The exercise
Write out the items below again with every "frame" changed to "image" and nothing else altered. Leave the pictures out.

Stored records
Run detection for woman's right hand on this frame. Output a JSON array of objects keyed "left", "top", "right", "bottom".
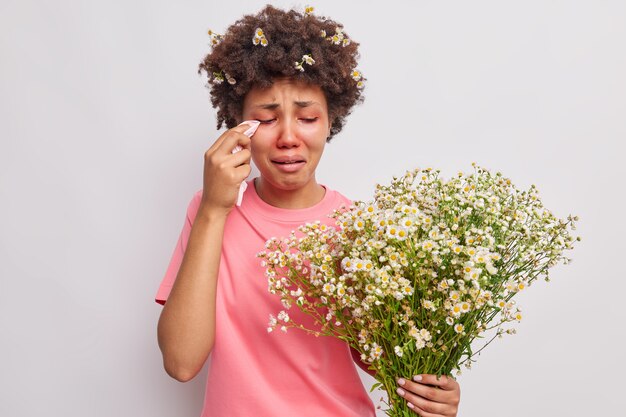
[{"left": 199, "top": 123, "right": 251, "bottom": 215}]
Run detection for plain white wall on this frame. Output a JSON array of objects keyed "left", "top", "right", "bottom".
[{"left": 0, "top": 0, "right": 626, "bottom": 417}]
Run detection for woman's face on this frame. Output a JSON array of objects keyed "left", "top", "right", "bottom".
[{"left": 242, "top": 78, "right": 330, "bottom": 198}]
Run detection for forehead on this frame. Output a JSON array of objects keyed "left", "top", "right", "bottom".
[{"left": 243, "top": 78, "right": 327, "bottom": 109}]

Full answer
Run detection for woman's right hand on this image. Output a JSON array of objects keyed "left", "top", "right", "bottom".
[{"left": 199, "top": 123, "right": 251, "bottom": 215}]
Run detection for plain white wall on this image. Output a JSON array of objects keyed "left", "top", "right", "bottom".
[{"left": 0, "top": 0, "right": 626, "bottom": 417}]
Run detection for woman's face on this image. Output a JSON array of objects keyed "left", "top", "right", "bottom".
[{"left": 242, "top": 78, "right": 330, "bottom": 198}]
Run detection for forehead on this image. Output a JSON array of objects keyed "left", "top", "right", "bottom".
[{"left": 243, "top": 78, "right": 327, "bottom": 109}]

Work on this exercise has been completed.